# [WHAT IS ASKED]
Below is a set of records; print all of them exactly as written.

# [RAW DATA]

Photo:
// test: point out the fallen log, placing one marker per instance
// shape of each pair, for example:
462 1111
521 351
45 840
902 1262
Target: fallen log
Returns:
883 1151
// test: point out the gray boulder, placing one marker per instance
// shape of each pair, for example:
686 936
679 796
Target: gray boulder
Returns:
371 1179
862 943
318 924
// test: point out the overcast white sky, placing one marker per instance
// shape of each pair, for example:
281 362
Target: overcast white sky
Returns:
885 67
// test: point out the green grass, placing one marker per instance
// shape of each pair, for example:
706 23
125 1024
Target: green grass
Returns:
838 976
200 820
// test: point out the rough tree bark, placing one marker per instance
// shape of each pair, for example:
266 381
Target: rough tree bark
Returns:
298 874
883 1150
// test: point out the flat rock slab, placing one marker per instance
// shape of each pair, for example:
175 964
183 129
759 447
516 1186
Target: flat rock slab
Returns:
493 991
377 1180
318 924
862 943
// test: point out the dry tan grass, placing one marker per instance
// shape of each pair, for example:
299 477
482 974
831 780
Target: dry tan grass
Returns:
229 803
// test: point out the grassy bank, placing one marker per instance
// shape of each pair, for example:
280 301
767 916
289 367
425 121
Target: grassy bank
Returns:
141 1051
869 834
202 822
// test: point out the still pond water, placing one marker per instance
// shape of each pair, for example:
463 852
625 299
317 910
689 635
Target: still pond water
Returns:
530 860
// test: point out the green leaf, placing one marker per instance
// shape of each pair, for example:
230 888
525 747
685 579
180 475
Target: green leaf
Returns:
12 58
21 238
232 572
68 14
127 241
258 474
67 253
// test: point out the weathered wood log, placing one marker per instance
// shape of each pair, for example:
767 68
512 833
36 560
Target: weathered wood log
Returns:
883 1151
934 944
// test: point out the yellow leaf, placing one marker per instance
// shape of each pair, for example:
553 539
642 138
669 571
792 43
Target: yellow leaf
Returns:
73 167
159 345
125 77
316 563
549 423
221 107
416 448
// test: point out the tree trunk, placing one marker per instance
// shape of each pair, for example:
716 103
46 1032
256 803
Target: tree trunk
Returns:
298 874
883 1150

# [THE RESULT]
Photo:
// test: point out the fallen log, placing one marker per instance
// shape of each pair, for example:
462 1111
521 351
45 840
902 1262
Target: fallen log
Returns:
883 1151
// test: point out the gray boulder, placing one marker per instance
// shape of each pair, for example:
686 936
679 796
Target: gray boulder
Returns:
371 1179
862 943
318 924
// test: point out the overcast white sky, placing one marker per instance
// shape of each pair, for example:
281 362
Target: overcast white sky
Returns:
885 67
// test: point out the green grass, placing one marker per instance
// shape of each pair, for example:
706 23
125 1024
Target: green grass
Returns:
838 976
200 820
// test: point out the rough tree bark, placing one marker per instance
// shape of each pair, for example:
266 381
Target: rough tree bark
Returns:
298 874
883 1150
// test: point out the flat rock slab, placing one marker per instance
// shape of each pair, for example:
175 964
183 129
759 447
516 1186
Target: flat rock slab
Returns:
493 991
377 1180
318 924
862 943
// test: point out the dry tan grass, placing one marker per instance
// shape of each pair, for example:
299 477
482 974
831 780
Target: dry tan grass
Returns:
229 803
// test: point out the grassy bank, placing one marker per instance
// shape of each pair, for example:
280 301
767 916
289 367
425 121
Target: grassy bank
Returns:
141 1051
869 834
202 822
// test: point out the still pond water, placing one marker per instance
// shape of each pair, for example:
463 852
625 299
317 910
689 635
Target: still pond water
Returns:
530 860
// test: point out the green leaf, placing one marker per instance
// shape of each pair, for example:
230 888
525 747
685 579
180 475
Target: green leaf
Returns:
12 58
21 238
232 572
68 14
127 241
258 474
67 253
// test: point out the weathered wood log, placing one marker per instance
// shape of each pair, for example:
767 68
512 833
36 560
Target: weathered wood log
Returns:
883 1151
934 944
// test: point out the yellow leaf, placing one marker per instance
// shape of each pair, for example:
553 539
642 138
669 571
792 43
Target: yellow leaf
Returns:
73 167
159 345
125 77
316 563
549 423
221 107
416 448
// test: point out the tree trunk, placing one marker per instance
// shape of each pair, for example:
716 103
46 1032
256 803
Target: tree trunk
Returns:
298 874
883 1150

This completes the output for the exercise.